- ЗАДАНИЕ A
Выпишите из текста о Секретном комитете 1826 года кусок от «Примечание 68. Всего» до «привели. Конец примечания.» слово в слово.
- ЗАДАНИЕ B
Перескажите текст о Секретном комитете 1826 года в двух предложениях.

"Книги - это корабли мысли, странствующие по волнам времени и
  бережно несущие свой драгоценный груз от поколения к поколению"

(Фрэнсис Бэкон)


Генерал-стратег

 

Бог в помочь вам, друзья мои, в заботах жизни, царской службы…

А.С. Пушкин «19 октября 1827 года»

Продолжая работать в Государственном совете, Васильчиков в 1826 году вошёл в состав 1-го Секретного комитета68, призванного выработать предложения по реформе управления империей. Созданный рескриптом царя от 6 декабря 1826 года комитет так и стал называться «Комитетом 6 декабря». Председателем комитета был назначен граф В.П. Кочубей (1768-1834), а членами его, кроме Васильчикова, стали граф П.А. Толстой, барон И.И. Дибич (1785-1831), князь А.И. Голицын, М.М. Сперанский и Д.Н. Блудов. К этому времени император убрал из государственной администрации наиболее одиозные фигуры, как Аракчеев, Магницкий и Рунич, подчинил существующие военные поселения армейским штабам, прекратив строить новые, вернул внешней политике России некоторую самостоятельность и начал предпринимать осторожные попытки реформировать страну. На повестке дня встал восточный вопрос, но не освобождение славян из-под османского ига. Николай ставил его в чисто завоевательном плане. На нём он и споткнётся в Крымскую войну…

Примечание 68. Всего за время правления Николая было десять секретных комитетов, и все они занимались реформами страны, но так ни к чему существенному не привели. Конец примечания.

- ФРАГМЕНТ НАБОРА ДАННЫХ
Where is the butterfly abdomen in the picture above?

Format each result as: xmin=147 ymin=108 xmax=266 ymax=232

- ОТВЕТ A
Примечание 68. Всего за время правления Николая было десять секретных комитетов, и все они занимались реформами страны, но так ни к чему существенному не привели. Конец примечания.

- ОТВЕТ B
В 1826 году Васильчиков, продолжая работать в Государственном совете, вошёл в «Комитет 6 декабря» под председательством графа В.П. Кочубея, который был создан рескриптом царя, чтобы выработать предложения по реформе управления империей. К этому времени император убрал из администрации наиболее одиозные фигуры, подчинил военные поселения армейским штабам и начал осторожные попытки реформ, но всего при Николае было десять секретных комитетов, и ни один из них ни к чему существенному не привёл.